** Opening The data block **

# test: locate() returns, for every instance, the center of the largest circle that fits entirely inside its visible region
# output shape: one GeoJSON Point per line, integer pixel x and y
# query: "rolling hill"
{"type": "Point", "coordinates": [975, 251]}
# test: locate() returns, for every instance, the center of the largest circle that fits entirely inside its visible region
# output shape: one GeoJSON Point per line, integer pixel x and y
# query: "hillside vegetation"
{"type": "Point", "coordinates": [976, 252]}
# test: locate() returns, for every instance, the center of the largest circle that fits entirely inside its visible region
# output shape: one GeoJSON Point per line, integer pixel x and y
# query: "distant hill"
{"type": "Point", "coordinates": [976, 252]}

** Closing The data block **

■ **Task requirements**: Print the entries exactly.

■ **Expected answer**:
# test: locate() returns, for every instance, the center of the largest circle that fits entirely inside its visible region
# output shape: one GeoJSON Point per line, integer pixel x and y
# query: "rolling hill"
{"type": "Point", "coordinates": [975, 251]}
# test: locate() returns, for every instance, the center of the largest circle that fits entirely inside its visible region
# output shape: one GeoJSON Point per line, integer pixel x and y
# query: "hillside vegetation"
{"type": "Point", "coordinates": [976, 252]}
# test: locate() returns, for every instance, the center of the largest circle that fits entirely inside its visible region
# output shape: one GeoJSON Point per line, integer pixel x and y
# query: "distant hill"
{"type": "Point", "coordinates": [976, 252]}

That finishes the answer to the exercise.